* Texte extrait:
· · · · · · ·

Les recherches menées par Casselgren et al. [6] ont indiqué que les sources d’éclairage à polarisation « s » augmentent la capacité de détection lorsqu’elles sont associées à un analyseur de polarisation en tant que détecteur. Le détecteur et les lentilles situées devant les faisceaux laser focalisent les mesures sur une zone concentrée. La zone de mesure est visée devant la roue à glissement longitudinal faible. Le détecteur à laser et le dispositif de glissement longitudinal faible sont installés sur le véhicule de remorquage comme l’illustre la Figure 3.

· · · · · · ·

* Extrait des données:
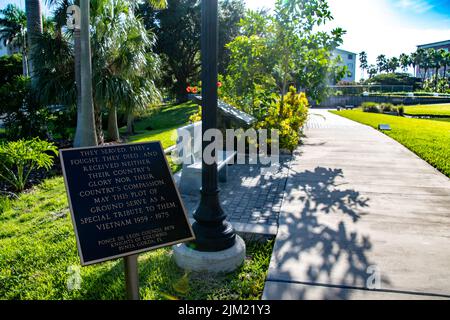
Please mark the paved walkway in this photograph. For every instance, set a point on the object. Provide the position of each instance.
(360, 212)
(251, 199)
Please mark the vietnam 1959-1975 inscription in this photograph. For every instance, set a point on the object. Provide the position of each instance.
(123, 201)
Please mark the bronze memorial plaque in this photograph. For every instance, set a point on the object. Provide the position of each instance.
(123, 201)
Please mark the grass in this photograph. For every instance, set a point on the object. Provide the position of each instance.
(429, 139)
(162, 124)
(37, 248)
(430, 110)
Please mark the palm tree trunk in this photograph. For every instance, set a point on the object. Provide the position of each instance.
(99, 125)
(436, 80)
(34, 29)
(113, 128)
(86, 125)
(130, 122)
(25, 64)
(78, 142)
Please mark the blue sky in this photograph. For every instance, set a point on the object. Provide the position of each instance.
(377, 26)
(388, 27)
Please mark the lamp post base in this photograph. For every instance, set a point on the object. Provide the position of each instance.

· · · · · · ·

* Consigne:
Répondez aux trois questions suivantes à l'aide du texte extrait.
1. Quel type de sources d'éclairage augmente la capacité de détection lorsqu'elles sont associées à un analyseur de polarisation ?
2. Devant quelle roue la zone de mesure est-elle visée ?
3. Sur quel véhicule le détecteur à laser et le dispositif de glissement longitudinal faible sont-ils installés ?
Les lignes n'ont aucun lien avec le texte extrait.

* Réponse:
1. Les sources d'éclairage à polarisation « s ».
2. Devant la roue à glissement longitudinal faible.
3. Sur le véhicule de remorquage.